Goal of the exercise:
Rewrite the lines below, starting with the line that contains "Segment the teal" and going on through the last line, requests included. Scale every coordinate in the answers by 0.9 and round to whole numbers, with halves rounding up.
— Start Entries shown —
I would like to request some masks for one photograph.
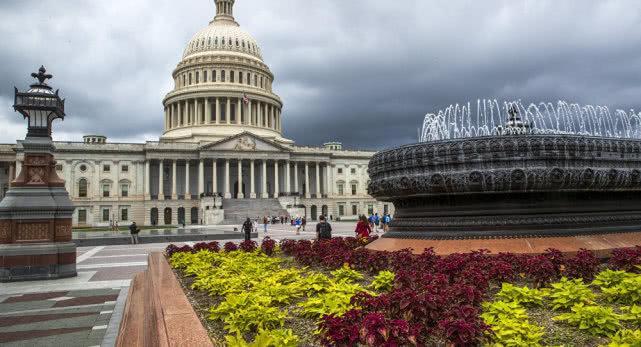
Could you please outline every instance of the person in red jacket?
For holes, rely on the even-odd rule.
[[[356,236],[359,238],[368,238],[369,234],[372,232],[369,223],[367,222],[367,217],[360,216],[358,218],[358,223],[356,223]]]

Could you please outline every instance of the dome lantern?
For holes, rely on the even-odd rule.
[[[214,21],[230,21],[238,25],[234,20],[234,2],[235,0],[216,0],[216,17],[214,17]]]

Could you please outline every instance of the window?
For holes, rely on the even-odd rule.
[[[87,180],[84,178],[81,178],[80,181],[78,181],[78,197],[87,197]]]
[[[87,210],[78,210],[78,224],[87,224]]]

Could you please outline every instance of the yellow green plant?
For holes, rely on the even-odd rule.
[[[370,284],[370,288],[373,288],[378,291],[389,291],[394,287],[394,278],[396,275],[388,270],[383,270],[374,277],[374,280]]]
[[[549,297],[555,311],[569,309],[577,304],[591,304],[596,299],[596,295],[580,278],[568,280],[563,277],[551,286]]]
[[[523,306],[541,306],[545,296],[546,293],[543,290],[530,289],[527,286],[518,287],[511,283],[503,283],[501,291],[496,294],[500,300],[516,302]]]
[[[595,336],[611,336],[621,329],[622,318],[611,307],[578,304],[572,307],[571,312],[553,317],[552,320],[565,321]]]

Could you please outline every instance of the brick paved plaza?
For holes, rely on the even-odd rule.
[[[354,223],[332,226],[335,236],[353,235]],[[233,230],[234,226],[226,228]],[[276,240],[309,239],[315,236],[313,230],[315,223],[297,236],[291,226],[277,224],[268,226],[267,235]],[[264,236],[261,225],[259,240]],[[146,269],[148,254],[166,246],[157,243],[79,247],[78,277],[2,283],[0,345],[113,346],[131,279]]]

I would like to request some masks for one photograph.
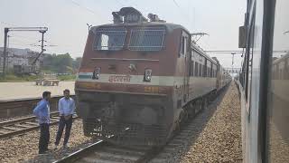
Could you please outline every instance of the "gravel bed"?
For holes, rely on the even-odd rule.
[[[69,148],[65,149],[61,148],[63,133],[60,148],[54,150],[57,129],[57,125],[50,128],[50,151],[47,155],[38,155],[40,130],[27,132],[24,135],[7,139],[0,139],[0,162],[52,162],[93,142],[92,139],[83,135],[82,120],[76,120],[72,124]]]
[[[240,103],[235,83],[150,162],[242,162]]]
[[[231,82],[223,101],[178,162],[242,162],[241,109]]]
[[[33,114],[27,114],[27,115],[23,115],[23,116],[14,116],[14,117],[11,117],[11,118],[0,118],[0,122],[13,120],[16,120],[16,119],[27,118],[27,117],[31,117],[31,116],[33,116]]]

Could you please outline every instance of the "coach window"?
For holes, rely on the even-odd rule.
[[[185,32],[182,32],[182,39],[181,39],[181,50],[180,56],[185,57],[188,54],[188,34]]]

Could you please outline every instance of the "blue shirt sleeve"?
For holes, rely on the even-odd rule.
[[[33,110],[33,114],[41,120],[48,119],[49,113],[48,113],[48,109],[47,109],[47,102],[41,101]]]

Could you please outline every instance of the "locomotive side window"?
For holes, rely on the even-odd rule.
[[[124,28],[99,28],[96,31],[95,50],[117,51],[125,44],[126,30]]]
[[[132,29],[128,49],[131,51],[160,51],[163,47],[165,29],[163,27]]]
[[[181,48],[180,48],[180,55],[179,57],[185,57],[188,54],[189,50],[189,39],[188,34],[185,32],[182,32],[181,37]]]

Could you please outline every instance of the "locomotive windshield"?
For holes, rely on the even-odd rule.
[[[142,27],[130,30],[127,49],[130,51],[160,51],[163,47],[163,27]],[[118,51],[126,44],[126,29],[99,28],[96,33],[95,49]]]
[[[160,51],[164,28],[136,28],[131,31],[128,49],[131,51]]]
[[[96,34],[96,50],[118,51],[125,44],[125,28],[99,28]]]

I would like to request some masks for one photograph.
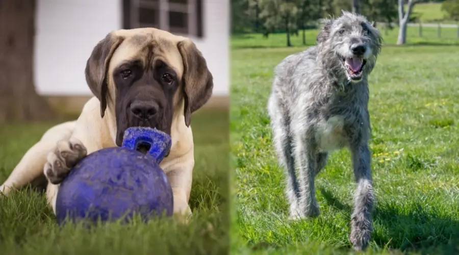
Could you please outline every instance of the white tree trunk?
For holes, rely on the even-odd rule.
[[[407,22],[400,22],[398,27],[398,38],[397,39],[397,44],[401,45],[406,43],[406,25]]]
[[[406,12],[405,12],[403,4],[403,0],[398,0],[398,38],[397,39],[397,44],[398,45],[404,44],[406,42],[406,27],[408,21],[410,20],[410,15],[413,10],[413,7],[416,4],[418,0],[409,0],[406,7]]]

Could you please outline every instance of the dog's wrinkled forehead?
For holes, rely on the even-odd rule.
[[[126,37],[113,54],[109,72],[132,61],[140,61],[143,66],[152,66],[158,60],[172,68],[179,78],[184,72],[182,55],[177,47],[178,39],[161,33],[140,32]]]

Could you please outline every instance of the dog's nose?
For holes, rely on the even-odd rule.
[[[134,102],[131,105],[131,111],[136,117],[148,120],[158,113],[158,105],[150,102]]]
[[[363,55],[365,53],[365,46],[363,44],[354,44],[351,47],[352,53],[356,55]]]

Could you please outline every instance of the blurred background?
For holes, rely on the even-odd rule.
[[[313,44],[323,18],[354,11],[385,43],[459,44],[457,0],[233,0],[233,47]]]

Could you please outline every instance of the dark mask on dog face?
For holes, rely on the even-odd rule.
[[[173,97],[180,82],[162,61],[147,64],[129,61],[113,71],[118,146],[124,131],[131,126],[155,128],[170,135]]]
[[[173,119],[189,126],[191,114],[209,100],[213,88],[194,43],[152,28],[109,33],[93,49],[85,74],[100,103],[100,116],[107,111],[114,115],[118,146],[132,126],[171,135]],[[180,115],[183,119],[175,118]]]

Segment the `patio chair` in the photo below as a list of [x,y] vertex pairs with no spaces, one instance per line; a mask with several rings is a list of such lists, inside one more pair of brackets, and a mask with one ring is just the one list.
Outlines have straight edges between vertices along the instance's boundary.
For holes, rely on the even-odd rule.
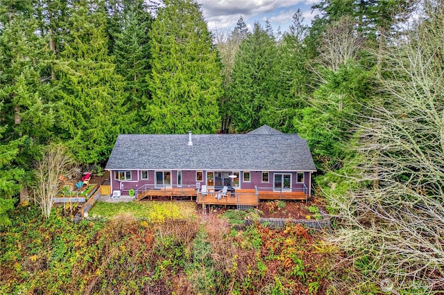
[[91,178],[91,172],[87,172],[86,175],[82,177],[82,181],[85,181],[86,179],[89,180],[90,178]]
[[205,186],[205,184],[202,186],[202,190],[200,190],[200,195],[202,195],[202,197],[203,196],[206,196],[207,195],[208,195],[208,190],[207,190],[207,186]]
[[222,188],[222,190],[219,190],[217,194],[216,194],[216,198],[217,199],[220,199],[222,197],[226,197],[228,190],[228,187],[224,186],[223,188]]
[[86,184],[87,186],[89,186],[89,180],[90,180],[90,179],[91,179],[91,177],[88,177],[87,179],[85,179],[85,180],[83,181],[83,186],[85,186],[85,184]]

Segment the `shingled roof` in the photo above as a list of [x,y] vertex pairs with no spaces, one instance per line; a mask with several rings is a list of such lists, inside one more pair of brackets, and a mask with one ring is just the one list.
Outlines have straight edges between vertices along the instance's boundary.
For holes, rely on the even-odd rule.
[[316,171],[307,141],[260,128],[193,134],[192,145],[188,134],[120,134],[105,169]]

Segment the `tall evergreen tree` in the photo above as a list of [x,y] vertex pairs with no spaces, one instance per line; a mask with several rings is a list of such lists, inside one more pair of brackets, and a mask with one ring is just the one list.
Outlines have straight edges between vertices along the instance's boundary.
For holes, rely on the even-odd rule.
[[248,28],[240,17],[236,26],[226,39],[218,40],[216,47],[219,52],[221,60],[223,65],[222,75],[223,77],[223,95],[219,100],[219,110],[222,118],[221,132],[229,133],[232,127],[232,118],[230,111],[230,101],[232,98],[230,92],[231,77],[234,66],[234,57],[239,46],[248,35]]
[[308,71],[309,60],[304,47],[307,28],[303,21],[300,10],[293,15],[290,30],[278,44],[279,58],[269,76],[275,84],[275,100],[274,111],[270,111],[267,123],[284,132],[296,132],[293,116],[300,108],[307,106],[307,98],[311,93],[309,81],[313,77]]
[[[143,0],[137,0],[128,9],[123,29],[117,35],[114,54],[116,70],[125,79],[125,90],[132,109],[142,112],[141,106],[149,104],[151,95],[146,76],[150,69],[148,31],[153,18]],[[139,114],[136,132],[143,132],[146,122]]]
[[199,5],[166,0],[150,38],[148,131],[214,132],[220,125],[221,67]]
[[232,75],[230,111],[238,132],[257,128],[273,116],[275,89],[270,78],[275,60],[273,36],[255,23],[239,46]]
[[117,134],[131,131],[122,77],[108,55],[101,2],[82,0],[73,6],[69,44],[58,69],[61,137],[82,163],[103,162]]

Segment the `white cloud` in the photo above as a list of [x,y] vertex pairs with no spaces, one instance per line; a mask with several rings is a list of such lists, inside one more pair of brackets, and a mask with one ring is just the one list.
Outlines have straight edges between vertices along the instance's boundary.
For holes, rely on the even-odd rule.
[[279,8],[290,7],[305,0],[198,0],[208,19],[226,15],[246,17],[269,12]]

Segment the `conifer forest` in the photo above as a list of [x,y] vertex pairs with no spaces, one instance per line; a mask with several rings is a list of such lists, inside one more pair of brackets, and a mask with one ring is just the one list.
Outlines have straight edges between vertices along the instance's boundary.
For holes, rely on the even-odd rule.
[[[443,294],[441,1],[321,0],[309,25],[212,32],[198,2],[0,1],[0,294]],[[265,124],[307,141],[328,229],[178,202],[74,222],[52,202],[119,134]]]

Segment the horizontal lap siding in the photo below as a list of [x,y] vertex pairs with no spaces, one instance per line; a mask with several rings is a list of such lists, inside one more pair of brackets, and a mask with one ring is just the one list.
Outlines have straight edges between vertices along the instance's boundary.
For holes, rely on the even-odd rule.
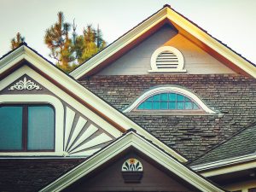
[[235,73],[183,36],[177,34],[171,26],[166,26],[109,64],[98,75],[148,74],[148,70],[151,70],[151,55],[161,46],[173,46],[182,52],[184,68],[189,74]]

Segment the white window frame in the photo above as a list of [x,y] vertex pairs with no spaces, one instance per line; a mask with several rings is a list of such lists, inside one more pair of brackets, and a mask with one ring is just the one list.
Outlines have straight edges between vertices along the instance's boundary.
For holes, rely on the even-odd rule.
[[[164,51],[170,51],[175,54],[178,60],[178,65],[177,68],[158,68],[156,67],[156,59],[160,54]],[[151,70],[148,73],[186,73],[187,70],[184,67],[184,58],[183,54],[176,48],[172,46],[163,46],[157,49],[152,55],[150,60]]]
[[63,156],[64,108],[61,102],[50,95],[0,95],[0,104],[50,104],[55,108],[55,151],[1,152],[5,156]]
[[[149,90],[144,92],[142,96],[140,96],[131,105],[130,105],[129,107],[127,107],[126,108],[125,108],[123,110],[123,113],[129,113],[132,110],[135,110],[139,104],[141,104],[141,102],[143,102],[145,99],[154,96],[156,94],[160,94],[160,93],[163,93],[163,92],[173,92],[173,93],[177,93],[177,94],[182,94],[189,98],[191,98],[195,104],[198,105],[198,107],[200,108],[201,108],[203,111],[205,111],[207,113],[210,114],[217,114],[218,113],[217,113],[216,111],[213,111],[212,109],[211,109],[209,107],[207,107],[202,101],[201,99],[200,99],[195,94],[194,94],[193,92],[186,90],[186,89],[183,89],[181,87],[178,86],[174,86],[174,85],[167,85],[167,86],[161,86],[161,87],[156,87],[156,88],[153,88],[150,89]],[[185,111],[184,110],[180,110],[180,111]],[[160,110],[148,110],[150,112],[152,111],[160,111]],[[160,110],[163,111],[163,110]],[[170,112],[170,111],[173,111],[172,109],[169,110],[165,110],[166,112]],[[196,110],[195,110],[196,111]]]

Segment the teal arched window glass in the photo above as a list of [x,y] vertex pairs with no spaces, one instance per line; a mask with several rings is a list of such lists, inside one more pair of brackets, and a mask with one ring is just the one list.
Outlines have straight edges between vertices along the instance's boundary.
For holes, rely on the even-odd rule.
[[163,92],[148,97],[137,110],[199,110],[200,108],[189,97],[173,92]]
— End Entries shown —
Exercise response:
Segment the teal arched window glass in the photo above as a list of [x,y] vertex pairs with no spaces, one instance per line; a mask with several rings is a list of such lists, inside one more pair of brackets, and a mask with one ring is just the one list.
Outlines have straight edges between vertices along the instance's boundary.
For holes, rely on the even-odd rule.
[[147,83],[133,87],[123,99],[179,99],[180,97],[170,87],[156,83]]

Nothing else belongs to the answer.